_Source excerpt:_
====

Thursday, 21 July 2011

Ayamkum Sa3eeda


Will it be tomorrow or the day after? That was the question.

The television told us, until the television told us we would be prepared for both possibilities, homework finished, school uniforms ready, schoolbags packed, just in case, at the same time the house cleaned, the kitchen filled with the aroma of baking, the visitor’s room ready and welcoming, also just in case.

In our dishdashas or baza pyjamas, peering through the windows willing the crescent to show itself to our pleading eyes, we would carefully keep note of the television waiting for the news, the official declaration, seen or not seen?

With the news over we would then either reluctantly creep up the stairs and get into bed, or scramble down begging to be allowed to stay up a little later as the theme music changed and "il layla 3eed" started playing to the background sparkly images.

The next morning we would rise very early, tumbling down the stairs to wish our parents “happy days” and get through the breakfast quickly so we could at last don our brand new clothes and shoes, garments bought or sewn several days or even weeks in advance specially for the occasion.

Looking our best and with parents eventually prepared (only when you get older do you realise how many other things the adults had to do before they could leave) the journeys would begin, it always seemed to be a race, carefully orchestrated and involving meticulous attention to hierarchy so younger members of the family (even if they were in their sixties) would visit the older ones, and in turn receive visits from those younger, the same applied at work so juniors greet their seniors, and so on, we would start with the neighbours in ever increasing circles of distance, tasting samples of every household’s pastries, and repaying with our own on the return visit.

====

_Required task 1:_ Translate this sentence from the Eid recollection into Spanish: "Will it be tomorrow or the day after?"
_Required task 2:_ Return the part of the Eid recollection starting with "The television told us, until" and going on through "or not seen?", copied word for word.
This data comes from a separate source.

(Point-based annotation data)
====

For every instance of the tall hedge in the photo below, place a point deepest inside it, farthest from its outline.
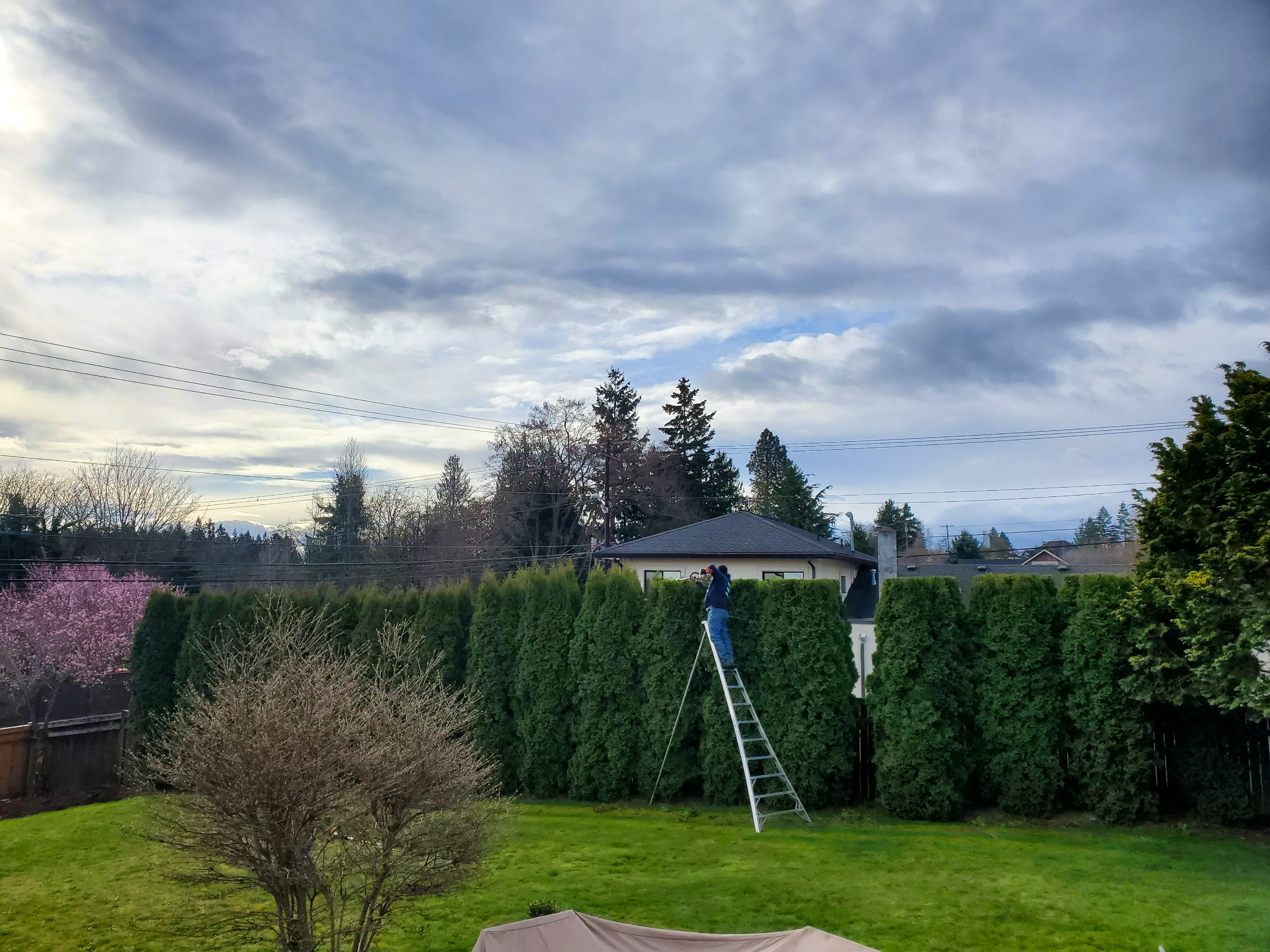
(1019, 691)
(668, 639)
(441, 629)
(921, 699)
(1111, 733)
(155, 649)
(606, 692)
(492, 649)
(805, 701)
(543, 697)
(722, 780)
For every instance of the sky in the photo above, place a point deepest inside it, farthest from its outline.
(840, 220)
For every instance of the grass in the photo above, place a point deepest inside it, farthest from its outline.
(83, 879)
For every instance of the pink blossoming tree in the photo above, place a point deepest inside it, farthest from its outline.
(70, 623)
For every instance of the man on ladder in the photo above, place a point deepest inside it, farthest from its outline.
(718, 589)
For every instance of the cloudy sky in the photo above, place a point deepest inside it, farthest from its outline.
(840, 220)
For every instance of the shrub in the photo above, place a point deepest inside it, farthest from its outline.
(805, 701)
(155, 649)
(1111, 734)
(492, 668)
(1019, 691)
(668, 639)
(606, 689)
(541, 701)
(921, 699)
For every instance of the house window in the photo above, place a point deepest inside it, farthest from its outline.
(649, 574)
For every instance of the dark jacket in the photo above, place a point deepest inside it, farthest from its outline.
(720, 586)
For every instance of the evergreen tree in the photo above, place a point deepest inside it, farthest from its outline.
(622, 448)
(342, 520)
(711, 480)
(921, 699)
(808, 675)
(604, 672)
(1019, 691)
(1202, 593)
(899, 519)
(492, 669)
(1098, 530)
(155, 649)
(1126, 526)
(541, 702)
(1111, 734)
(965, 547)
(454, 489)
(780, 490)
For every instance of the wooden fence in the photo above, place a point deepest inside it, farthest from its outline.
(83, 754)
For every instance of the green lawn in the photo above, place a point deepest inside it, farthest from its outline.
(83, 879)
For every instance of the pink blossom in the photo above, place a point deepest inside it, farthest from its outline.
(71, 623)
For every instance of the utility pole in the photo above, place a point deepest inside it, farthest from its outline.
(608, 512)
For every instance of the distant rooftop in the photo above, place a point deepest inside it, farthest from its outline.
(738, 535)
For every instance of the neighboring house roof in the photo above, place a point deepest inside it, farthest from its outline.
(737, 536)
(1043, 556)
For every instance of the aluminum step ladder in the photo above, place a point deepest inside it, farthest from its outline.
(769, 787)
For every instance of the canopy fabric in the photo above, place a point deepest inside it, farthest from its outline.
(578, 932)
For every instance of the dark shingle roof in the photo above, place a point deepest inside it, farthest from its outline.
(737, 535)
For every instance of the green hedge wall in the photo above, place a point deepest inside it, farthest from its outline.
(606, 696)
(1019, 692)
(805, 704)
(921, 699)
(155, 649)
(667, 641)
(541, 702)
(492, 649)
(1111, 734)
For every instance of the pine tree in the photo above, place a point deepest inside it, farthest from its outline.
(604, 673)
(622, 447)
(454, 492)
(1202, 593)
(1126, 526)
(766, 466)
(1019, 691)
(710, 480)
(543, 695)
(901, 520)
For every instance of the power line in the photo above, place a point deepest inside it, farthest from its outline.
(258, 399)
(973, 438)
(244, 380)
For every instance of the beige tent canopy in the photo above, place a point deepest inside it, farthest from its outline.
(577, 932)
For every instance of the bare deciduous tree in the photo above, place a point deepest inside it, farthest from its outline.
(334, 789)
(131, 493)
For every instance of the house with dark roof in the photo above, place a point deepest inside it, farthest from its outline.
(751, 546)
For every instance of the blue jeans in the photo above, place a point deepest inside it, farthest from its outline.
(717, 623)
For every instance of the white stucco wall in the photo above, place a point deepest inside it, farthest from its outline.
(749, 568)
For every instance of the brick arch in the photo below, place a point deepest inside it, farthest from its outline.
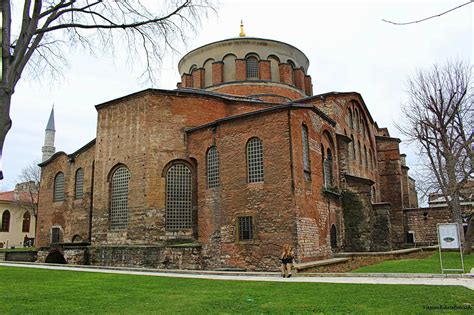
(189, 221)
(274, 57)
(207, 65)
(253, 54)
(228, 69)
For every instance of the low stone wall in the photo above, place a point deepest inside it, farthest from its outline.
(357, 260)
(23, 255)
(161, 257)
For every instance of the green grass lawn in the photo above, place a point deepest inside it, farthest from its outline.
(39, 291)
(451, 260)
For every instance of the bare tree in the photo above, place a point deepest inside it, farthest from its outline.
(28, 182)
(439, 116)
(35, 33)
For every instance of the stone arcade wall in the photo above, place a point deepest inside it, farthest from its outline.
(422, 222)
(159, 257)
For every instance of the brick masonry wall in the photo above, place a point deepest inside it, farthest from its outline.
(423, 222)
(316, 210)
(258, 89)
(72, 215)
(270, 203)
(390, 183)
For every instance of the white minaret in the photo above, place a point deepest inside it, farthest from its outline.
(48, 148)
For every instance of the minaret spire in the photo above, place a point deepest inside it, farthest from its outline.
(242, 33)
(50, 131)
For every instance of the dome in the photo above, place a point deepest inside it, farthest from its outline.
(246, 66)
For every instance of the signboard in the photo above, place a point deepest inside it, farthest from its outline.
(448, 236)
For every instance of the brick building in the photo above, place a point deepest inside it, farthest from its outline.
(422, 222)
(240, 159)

====

_Full answer 1:_ ¿Será mañana o pasado mañana?

_Full answer 2:_
The television told us, until the television told us we would be prepared for both possibilities, homework finished, school uniforms ready, schoolbags packed, just in case, at the same time the house cleaned, the kitchen filled with the aroma of baking, the visitor’s room ready and welcoming, also just in case.

In our dishdashas or baza pyjamas, peering through the windows willing the crescent to show itself to our pleading eyes, we would carefully keep note of the television waiting for the news, the official declaration, seen or not seen?